:: Yazılı görev 1 ::
Lefter'e adanan sezonla ilgili yazıda "TFF, Süleyman Seba’nın" ile "kavrayacaklarına, seveceklerine inanıyorum." arasındaki kısmı, iki uç da dahil, harfi harfine aktarın.
:: Yazılı görev 2 ::
Lütfen listede "clicks" kelimesini içeren her satırı çekip çıkarın. Büyük-küçük harf farkı önemlidir.

TFF, Süleyman Seba’nın ölümünden sonra en anlamlı sezon kararını aldı. Kimse kusura bakmasın, güncel duygusallıklarla sezonun adandığı bazı kişiler, kamuoyunda sürpriz etkisiyle algılandı bugüne kadar.
Fikstürü çekilen 2018-19 Süper Ligi’nin Lefter Küçükandonyadis’e, bizim Lefter Abimize ya da İslam Ağabey’in Takiros’una adanması sadece Fenerbahçelileri değil, memleketin dört köşesindeki her yaştan, her renkten cümle futbolseveri sevindirdi. Y kuşağı, Z kuşağı evlatlarımızın da büyüklerinden dinlediği Lefter efsanesini sezon boyunca daha iyi kavrayacaklarına, seveceklerine inanıyorum.
Futbolda oyunun ne kadar önemli, paranın da ne kadar geçersiz olduğunu anlatan biriydi Lefter Abi.

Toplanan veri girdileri
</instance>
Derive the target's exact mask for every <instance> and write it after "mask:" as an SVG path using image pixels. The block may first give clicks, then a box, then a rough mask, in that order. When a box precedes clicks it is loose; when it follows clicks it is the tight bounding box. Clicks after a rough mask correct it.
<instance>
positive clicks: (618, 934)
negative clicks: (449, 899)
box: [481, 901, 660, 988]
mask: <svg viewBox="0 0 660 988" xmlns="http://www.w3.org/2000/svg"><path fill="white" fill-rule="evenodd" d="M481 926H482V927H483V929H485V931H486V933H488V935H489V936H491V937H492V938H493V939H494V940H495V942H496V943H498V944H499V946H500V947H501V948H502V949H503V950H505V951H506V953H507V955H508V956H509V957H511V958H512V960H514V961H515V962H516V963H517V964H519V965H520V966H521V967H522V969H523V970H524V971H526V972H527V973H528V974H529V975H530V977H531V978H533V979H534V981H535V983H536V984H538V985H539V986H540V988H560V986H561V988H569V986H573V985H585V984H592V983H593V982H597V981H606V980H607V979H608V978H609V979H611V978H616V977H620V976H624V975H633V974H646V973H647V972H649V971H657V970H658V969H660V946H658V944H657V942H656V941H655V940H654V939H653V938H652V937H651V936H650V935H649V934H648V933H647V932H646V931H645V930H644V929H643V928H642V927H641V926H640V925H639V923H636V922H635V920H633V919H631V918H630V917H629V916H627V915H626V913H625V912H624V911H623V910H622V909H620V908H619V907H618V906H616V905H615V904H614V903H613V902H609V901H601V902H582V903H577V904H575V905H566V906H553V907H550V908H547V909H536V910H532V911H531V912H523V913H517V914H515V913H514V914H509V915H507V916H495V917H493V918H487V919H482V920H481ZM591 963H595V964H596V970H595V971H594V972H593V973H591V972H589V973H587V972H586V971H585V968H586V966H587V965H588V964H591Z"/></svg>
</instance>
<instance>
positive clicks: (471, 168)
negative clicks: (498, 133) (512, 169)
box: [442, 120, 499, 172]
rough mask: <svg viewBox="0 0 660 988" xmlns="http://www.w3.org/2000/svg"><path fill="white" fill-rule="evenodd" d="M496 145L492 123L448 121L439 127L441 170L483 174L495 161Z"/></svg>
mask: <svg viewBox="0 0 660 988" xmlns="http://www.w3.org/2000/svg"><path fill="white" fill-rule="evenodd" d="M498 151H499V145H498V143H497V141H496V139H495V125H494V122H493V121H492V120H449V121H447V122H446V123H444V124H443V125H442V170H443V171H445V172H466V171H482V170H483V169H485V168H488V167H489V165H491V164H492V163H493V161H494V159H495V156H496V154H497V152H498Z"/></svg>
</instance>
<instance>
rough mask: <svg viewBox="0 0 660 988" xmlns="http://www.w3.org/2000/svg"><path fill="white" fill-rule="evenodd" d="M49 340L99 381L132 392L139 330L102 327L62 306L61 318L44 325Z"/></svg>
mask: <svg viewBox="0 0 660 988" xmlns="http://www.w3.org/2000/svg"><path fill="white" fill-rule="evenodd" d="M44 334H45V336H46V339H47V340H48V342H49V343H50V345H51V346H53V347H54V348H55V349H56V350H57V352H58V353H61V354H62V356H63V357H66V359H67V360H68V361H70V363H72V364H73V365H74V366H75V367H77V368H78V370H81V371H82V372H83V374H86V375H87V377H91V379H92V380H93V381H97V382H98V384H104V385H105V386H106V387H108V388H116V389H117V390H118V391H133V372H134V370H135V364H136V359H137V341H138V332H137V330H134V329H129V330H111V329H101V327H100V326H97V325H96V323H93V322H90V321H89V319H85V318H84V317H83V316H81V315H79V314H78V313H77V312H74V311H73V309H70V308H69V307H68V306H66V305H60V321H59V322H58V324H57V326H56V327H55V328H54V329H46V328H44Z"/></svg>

:: Çıktı 1 ::
TFF, Süleyman Seba’nın ölümünden sonra en anlamlı sezon kararını aldı. Kimse kusura bakmasın, güncel duygusallıklarla sezonun adandığı bazı kişiler, kamuoyunda sürpriz etkisiyle algılandı bugüne kadar.
Fikstürü çekilen 2018-19 Süper Ligi’nin Lefter Küçükandonyadis’e, bizim Lefter Abimize ya da İslam Ağabey’in Takiros’una adanması sadece Fenerbahçelileri değil, memleketin dört köşesindeki her yaştan, her renkten cümle futbolseveri sevindirdi. Y kuşağı, Z kuşağı evlatlarımızın da büyüklerinden dinlediği Lefter efsanesini sezon boyunca daha iyi kavrayacaklarına, seveceklerine inanıyorum.

:: Çıktı 2 ::
Derive the target's exact mask for every <instance> and write it after "mask:" as an SVG path using image pixels. The block may first give clicks, then a box, then a rough mask, in that order. When a box precedes clicks it is loose; when it follows clicks it is the tight bounding box. Clicks after a rough mask correct it.
positive clicks: (618, 934)
negative clicks: (449, 899)
positive clicks: (471, 168)
negative clicks: (498, 133) (512, 169)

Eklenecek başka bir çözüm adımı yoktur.